Exercise set:
1 > Set down the passage of the node_exporter issue starting with "Check the online" and going on through "you see instead?", word for word.
2 > Which annotation keys appear in the node_exporter issue, whether in the documentation example or in the alerts.libsonnet snippets?
3 > According to the reply in the node_exporter issue, which annotation should the alerts use?

Text excerpt:
----

Node_exporter: alert annotations: message or description?

Created on 25 Jun 2020  ยท  15Comments  ยท  Source: prometheus/node_exporter

What did you do that produced an error?

Not really an error but I think it would be worth it to have details in the documentation. I noticed that alerts do not use the same annotation to hold the alert content. I don't know whether it is normal design.

What did you expect to see?

Check the online documentation example about alert annotations: https://www.prometheus.io/docs/alerting/latest/notifications/

{
  summary: "alert summary",
  description: "alert description",
}

The documentation suggests that the alert description is set in the description attribute.

What did you see instead?

In the alerts.libsonnet, alerts use description and also message:

            annotations: {
              summary: 'Filesystem is predicted to run out of space within the next 24 hours.',
              description: 'Filesystem on {{ $labels.device }} at {{ $labels.instance }} has only {{ printf "%.2f" $value }}% available space left and is filling up.',
            },
            annotations: {
              summary: 'Clock skew detected.',
              message: 'Clock on {{ $labels.instance }} is out of sync by more than 300s. Ensure NTP is configured correctly on this host.',
            },
bug

Most helpful comment

All 15 comments

It should be description, will be fixed by https://github.com/prometheus/node_exporter/pull/1764

@discordianfish Quick question, the kubernetes-mixin project just uses message and no description or summary. Will there be an unified approach and if so, which one will be the default approach?

----

Recorded data
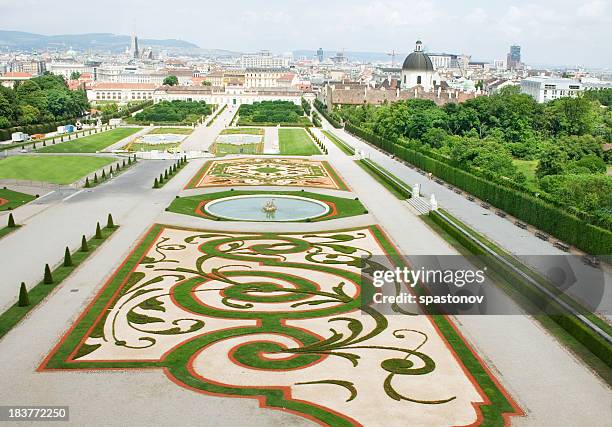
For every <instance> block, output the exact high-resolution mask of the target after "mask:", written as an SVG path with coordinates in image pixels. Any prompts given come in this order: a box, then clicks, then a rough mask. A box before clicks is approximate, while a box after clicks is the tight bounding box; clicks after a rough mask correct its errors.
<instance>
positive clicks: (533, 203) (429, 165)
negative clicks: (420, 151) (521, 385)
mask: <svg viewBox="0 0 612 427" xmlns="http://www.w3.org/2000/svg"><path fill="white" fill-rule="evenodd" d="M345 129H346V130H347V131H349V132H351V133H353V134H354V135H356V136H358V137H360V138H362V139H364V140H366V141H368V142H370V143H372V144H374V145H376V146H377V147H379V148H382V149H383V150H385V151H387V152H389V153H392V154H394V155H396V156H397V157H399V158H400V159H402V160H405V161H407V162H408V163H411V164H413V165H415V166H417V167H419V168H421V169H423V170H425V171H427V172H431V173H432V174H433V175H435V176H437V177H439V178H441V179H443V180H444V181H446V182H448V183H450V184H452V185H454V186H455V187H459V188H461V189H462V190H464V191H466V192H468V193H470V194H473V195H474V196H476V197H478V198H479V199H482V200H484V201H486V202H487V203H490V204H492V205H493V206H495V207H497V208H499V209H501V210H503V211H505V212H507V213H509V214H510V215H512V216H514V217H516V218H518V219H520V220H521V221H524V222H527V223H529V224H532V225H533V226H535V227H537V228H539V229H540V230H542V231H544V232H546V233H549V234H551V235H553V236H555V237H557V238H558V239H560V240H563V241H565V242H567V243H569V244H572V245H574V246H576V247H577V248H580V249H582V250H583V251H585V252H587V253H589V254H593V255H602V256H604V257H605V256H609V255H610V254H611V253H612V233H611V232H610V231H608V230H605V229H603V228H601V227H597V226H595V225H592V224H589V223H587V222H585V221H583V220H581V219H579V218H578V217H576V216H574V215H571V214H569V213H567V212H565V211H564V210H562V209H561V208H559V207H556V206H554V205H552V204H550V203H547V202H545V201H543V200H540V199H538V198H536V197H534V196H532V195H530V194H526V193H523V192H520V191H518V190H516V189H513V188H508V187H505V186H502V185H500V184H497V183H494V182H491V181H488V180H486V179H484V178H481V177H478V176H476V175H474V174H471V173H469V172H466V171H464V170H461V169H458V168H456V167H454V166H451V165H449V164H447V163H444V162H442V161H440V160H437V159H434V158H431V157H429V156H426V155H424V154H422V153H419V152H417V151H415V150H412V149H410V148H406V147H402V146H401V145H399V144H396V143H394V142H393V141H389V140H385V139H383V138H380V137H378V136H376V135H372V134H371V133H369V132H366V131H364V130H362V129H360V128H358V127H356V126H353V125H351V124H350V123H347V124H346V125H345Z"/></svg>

----

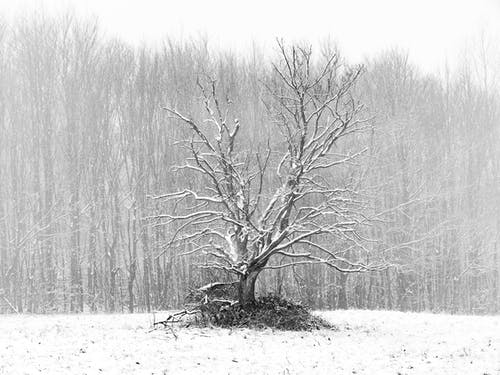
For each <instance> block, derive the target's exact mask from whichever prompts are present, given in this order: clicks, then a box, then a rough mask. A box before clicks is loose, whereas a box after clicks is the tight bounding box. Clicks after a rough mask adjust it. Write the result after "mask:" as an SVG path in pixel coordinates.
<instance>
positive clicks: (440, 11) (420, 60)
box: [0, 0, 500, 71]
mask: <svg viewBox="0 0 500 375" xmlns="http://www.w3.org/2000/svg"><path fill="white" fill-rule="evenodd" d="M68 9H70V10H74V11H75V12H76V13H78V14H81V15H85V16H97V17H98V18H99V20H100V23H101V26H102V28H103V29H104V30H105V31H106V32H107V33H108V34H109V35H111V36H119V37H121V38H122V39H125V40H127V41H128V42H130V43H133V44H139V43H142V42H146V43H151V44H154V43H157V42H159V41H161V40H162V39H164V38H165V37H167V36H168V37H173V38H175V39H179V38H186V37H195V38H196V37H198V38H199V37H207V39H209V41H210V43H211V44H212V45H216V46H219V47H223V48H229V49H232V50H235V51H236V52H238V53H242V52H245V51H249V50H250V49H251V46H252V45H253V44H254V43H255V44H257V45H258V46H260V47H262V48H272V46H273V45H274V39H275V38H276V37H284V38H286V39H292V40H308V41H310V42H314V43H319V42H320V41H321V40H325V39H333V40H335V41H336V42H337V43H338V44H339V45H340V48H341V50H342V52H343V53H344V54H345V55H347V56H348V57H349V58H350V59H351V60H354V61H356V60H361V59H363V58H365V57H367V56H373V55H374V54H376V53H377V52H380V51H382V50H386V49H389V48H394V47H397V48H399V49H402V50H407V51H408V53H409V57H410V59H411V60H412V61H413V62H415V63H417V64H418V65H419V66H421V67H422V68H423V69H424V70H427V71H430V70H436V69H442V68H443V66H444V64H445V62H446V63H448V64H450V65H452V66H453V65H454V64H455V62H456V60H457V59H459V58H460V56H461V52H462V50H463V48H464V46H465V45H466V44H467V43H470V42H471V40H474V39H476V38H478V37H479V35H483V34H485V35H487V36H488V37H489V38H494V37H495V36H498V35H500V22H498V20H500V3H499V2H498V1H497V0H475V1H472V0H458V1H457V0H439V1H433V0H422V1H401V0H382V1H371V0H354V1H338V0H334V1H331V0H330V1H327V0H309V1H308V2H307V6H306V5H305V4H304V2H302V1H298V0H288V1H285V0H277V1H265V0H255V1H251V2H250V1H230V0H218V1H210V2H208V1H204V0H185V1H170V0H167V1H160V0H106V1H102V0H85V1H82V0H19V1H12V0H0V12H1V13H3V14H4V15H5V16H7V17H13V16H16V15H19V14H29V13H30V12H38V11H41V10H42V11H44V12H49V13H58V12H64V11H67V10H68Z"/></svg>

----

Results by task:
1 >
Check the online documentation example about alert annotations: https://www.prometheus.io/docs/alerting/latest/notifications/

{
  summary: "alert summary",
  description: "alert description",
}

The documentation suggests that the alert description is set in the description attribute.

What did you see instead?

2 > summary, description, message

3 > Description, to be fixed by https://github.com/prometheus/node_exporter/pull/1764.